## Task requirements
What you return must match the entries exactly, except that the pictures are gone.

[Saved entries]
Segment Open

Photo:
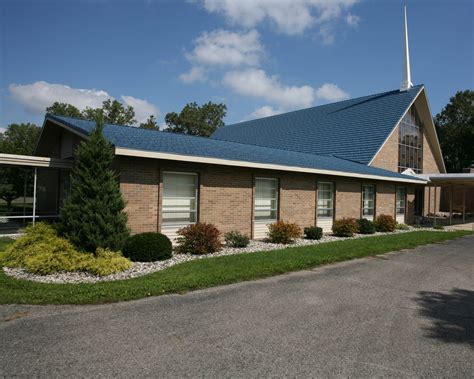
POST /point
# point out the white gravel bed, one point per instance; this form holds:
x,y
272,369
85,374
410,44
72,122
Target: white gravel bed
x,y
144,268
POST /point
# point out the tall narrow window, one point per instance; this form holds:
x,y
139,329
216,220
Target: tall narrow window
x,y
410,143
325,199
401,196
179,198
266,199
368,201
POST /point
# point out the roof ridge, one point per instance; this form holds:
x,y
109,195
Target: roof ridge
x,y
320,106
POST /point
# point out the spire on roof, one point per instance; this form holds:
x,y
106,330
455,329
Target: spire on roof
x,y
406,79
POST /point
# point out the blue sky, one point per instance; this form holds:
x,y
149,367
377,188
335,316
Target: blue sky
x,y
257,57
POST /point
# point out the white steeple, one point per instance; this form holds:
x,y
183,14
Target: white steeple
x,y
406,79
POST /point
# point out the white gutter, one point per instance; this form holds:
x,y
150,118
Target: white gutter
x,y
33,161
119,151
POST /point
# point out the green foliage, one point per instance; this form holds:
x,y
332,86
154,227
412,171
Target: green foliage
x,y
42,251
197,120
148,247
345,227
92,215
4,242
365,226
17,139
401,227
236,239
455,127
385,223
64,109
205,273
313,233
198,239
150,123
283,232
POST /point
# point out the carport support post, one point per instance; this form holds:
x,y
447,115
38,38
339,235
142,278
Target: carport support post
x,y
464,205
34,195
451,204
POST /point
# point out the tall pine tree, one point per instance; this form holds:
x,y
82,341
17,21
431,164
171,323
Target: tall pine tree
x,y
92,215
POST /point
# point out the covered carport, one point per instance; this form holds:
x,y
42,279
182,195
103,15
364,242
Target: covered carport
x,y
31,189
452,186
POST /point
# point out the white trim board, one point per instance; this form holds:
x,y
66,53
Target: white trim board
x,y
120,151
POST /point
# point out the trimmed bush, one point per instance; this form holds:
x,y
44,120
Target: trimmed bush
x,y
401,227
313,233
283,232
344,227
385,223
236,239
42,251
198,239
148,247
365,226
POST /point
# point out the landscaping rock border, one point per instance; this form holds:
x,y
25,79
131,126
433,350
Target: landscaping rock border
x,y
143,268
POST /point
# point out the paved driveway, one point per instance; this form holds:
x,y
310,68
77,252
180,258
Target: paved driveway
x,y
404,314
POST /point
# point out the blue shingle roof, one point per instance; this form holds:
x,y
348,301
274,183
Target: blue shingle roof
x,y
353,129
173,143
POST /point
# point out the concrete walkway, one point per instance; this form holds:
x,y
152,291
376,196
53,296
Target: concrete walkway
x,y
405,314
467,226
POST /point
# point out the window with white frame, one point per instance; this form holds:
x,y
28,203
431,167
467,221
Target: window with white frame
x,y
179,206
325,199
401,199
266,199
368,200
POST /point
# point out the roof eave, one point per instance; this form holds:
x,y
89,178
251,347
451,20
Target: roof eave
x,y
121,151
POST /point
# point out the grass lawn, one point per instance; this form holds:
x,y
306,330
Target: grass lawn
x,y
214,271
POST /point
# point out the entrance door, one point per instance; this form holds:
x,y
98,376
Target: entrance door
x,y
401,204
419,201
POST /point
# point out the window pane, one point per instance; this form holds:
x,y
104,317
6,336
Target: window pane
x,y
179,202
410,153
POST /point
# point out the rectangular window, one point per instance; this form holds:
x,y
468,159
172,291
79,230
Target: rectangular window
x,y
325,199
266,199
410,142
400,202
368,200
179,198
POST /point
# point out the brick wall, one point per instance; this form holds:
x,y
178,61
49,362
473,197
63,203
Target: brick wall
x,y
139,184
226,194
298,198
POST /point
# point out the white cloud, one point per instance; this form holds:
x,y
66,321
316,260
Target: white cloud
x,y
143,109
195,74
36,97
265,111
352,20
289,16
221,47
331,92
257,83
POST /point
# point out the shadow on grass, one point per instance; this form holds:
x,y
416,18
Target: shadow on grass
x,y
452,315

Segment Closed

## Task solution
Photo:
POST /point
# point out the white gravel bed, one point per instance; this form holds:
x,y
272,369
85,374
410,44
72,122
Target: white gravel bed
x,y
144,268
POST /point
# point out the tall narrow window, one point per instance; this form holds:
x,y
139,329
216,220
Target: tall narrow window
x,y
410,143
325,199
401,196
179,198
266,199
368,201
POST /point
# point out the roof ridge, one point per instance; this form holds:
x,y
109,195
Target: roof ridge
x,y
320,106
POST /point
# point out the spire on roof, one point per instance; this form holds:
x,y
106,330
455,329
Target: spire on roof
x,y
406,79
POST /point
# point out the blue sky, one point per instance; this form holds:
x,y
149,367
377,188
335,316
Target: blue sky
x,y
257,57
POST /point
# point out the white steeple, one point per instance; this form holds:
x,y
183,14
Target: white steeple
x,y
406,79
POST /point
# point out the white gutter, one point per instance; this form holds:
x,y
150,118
Target: white gutter
x,y
33,161
119,151
POST /point
# point out the green foliage, one point per instance; this form holds:
x,y
332,86
154,227
412,171
Target: green foliage
x,y
42,251
197,120
148,247
345,227
92,215
4,242
365,226
17,139
401,227
236,239
455,127
385,223
64,109
205,273
313,233
198,239
150,123
283,232
POST /point
# point out the carport support post, one point per instance; this form holds:
x,y
447,115
38,38
339,235
142,278
Target: carport support post
x,y
464,205
34,195
451,204
POST /point
# point out the tall pine tree, one point per instance; this form holds:
x,y
82,341
17,21
431,164
171,323
Target: tall pine tree
x,y
92,215
POST /point
# point out the covered carport, one point per instance; this form holds:
x,y
42,279
182,195
103,15
364,242
Target: covered carport
x,y
31,189
452,186
POST /point
# point out the white trim board, one point per instance; this form holds:
x,y
66,53
Target: white trim board
x,y
120,151
POST /point
# point out the trimmed bush, one point per instance; this form holds:
x,y
44,120
Target: trimmed bush
x,y
401,227
313,233
283,232
344,227
385,223
236,239
42,251
198,239
148,247
365,226
POST /point
# point out the landscaping rock border, one point per instance; this form holds:
x,y
25,79
131,126
433,350
Target: landscaping rock border
x,y
143,268
POST /point
# point out the paved driveway, one point per instance; this form holds:
x,y
310,68
77,252
180,258
Target: paved driveway
x,y
404,314
POST /point
# point out the blue shingle roof, one point per instance; this form holds:
x,y
348,301
274,183
Target: blue shingle roof
x,y
353,129
173,143
POST /point
# point out the concrete walkway, one point per instance; this form holds:
x,y
152,291
376,196
53,296
Target: concrete walkway
x,y
405,314
467,226
POST /point
# point out the window with white frame, one point per instance; this form holds:
x,y
28,203
431,167
467,221
Target: window with white frame
x,y
179,206
325,199
401,199
266,199
368,200
POST /point
# point out the roof eave, one point per instance; this form holds:
x,y
89,178
251,347
451,20
Target: roof eave
x,y
121,151
POST /point
# point out the grass lawn, one point per instance; this form holds:
x,y
306,330
Target: grass lawn
x,y
214,271
POST /point
# point out the entrance door, one point per instance; this form holds:
x,y
98,376
Target: entrance door
x,y
401,204
419,201
POST /point
# point out the window pane, one point per instance; this form holds:
x,y
104,317
6,336
Target: window pane
x,y
179,202
410,153
POST /point
# point out the rectangular window, one point per instance; this form holds:
x,y
468,159
172,291
79,230
Target: rectangular window
x,y
325,199
266,199
410,142
400,202
368,200
179,198
POST /point
# point out the brick wall, one point per instance; this form holds:
x,y
178,61
49,362
473,197
63,203
Target: brick wall
x,y
139,184
226,194
298,198
POST /point
# point out the white cloud, one point per instance; this form holds:
x,y
66,321
316,260
Target: white cloud
x,y
143,109
195,74
36,97
265,111
352,20
289,16
221,47
331,92
257,83
POST /point
# point out the shadow on grass, one point per instance; this form holds:
x,y
416,18
Target: shadow on grass
x,y
452,315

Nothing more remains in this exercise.